Successful implementation of REDD+ in the sub-region is, however, linked to the reliability of historical forest database, programmes aimed at restoring the fragile ecosystem, the indigenous peoples experience, institutional capacity and economic potential that improve the well-being of local communities. It may be useful for AFF to evolve programmes aimed at periodically compiling and publishing data on national forest budget allocations and disbursements for comparative evaluation and encouragement to do better.
Greater leverage through REDD+ is achievable through improved forest and environmental education, clear definition of local project needs and priorities that are sensitive to the landscape and implementation that ensures long-term confidence in the demand for REDD+ units while avoiding leakages or displaced pressures. AFF could inject momentum in REDD+ demonstration and awareness raising by helping to generate videos, mimeos and documentaries on threatened ecosystems and the degraded habitats, and the reasons for their protection and restoration.

(DATA)

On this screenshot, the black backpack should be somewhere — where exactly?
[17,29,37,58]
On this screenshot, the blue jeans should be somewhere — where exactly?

(REQUIRED WORK)
In the REDD+ text, which media could AFF help produce to build momentum in demonstration and awareness raising?

(RESPONSE BELOW)
Videos, mimeos and documentaries on threatened ecosystems and degraded habitats.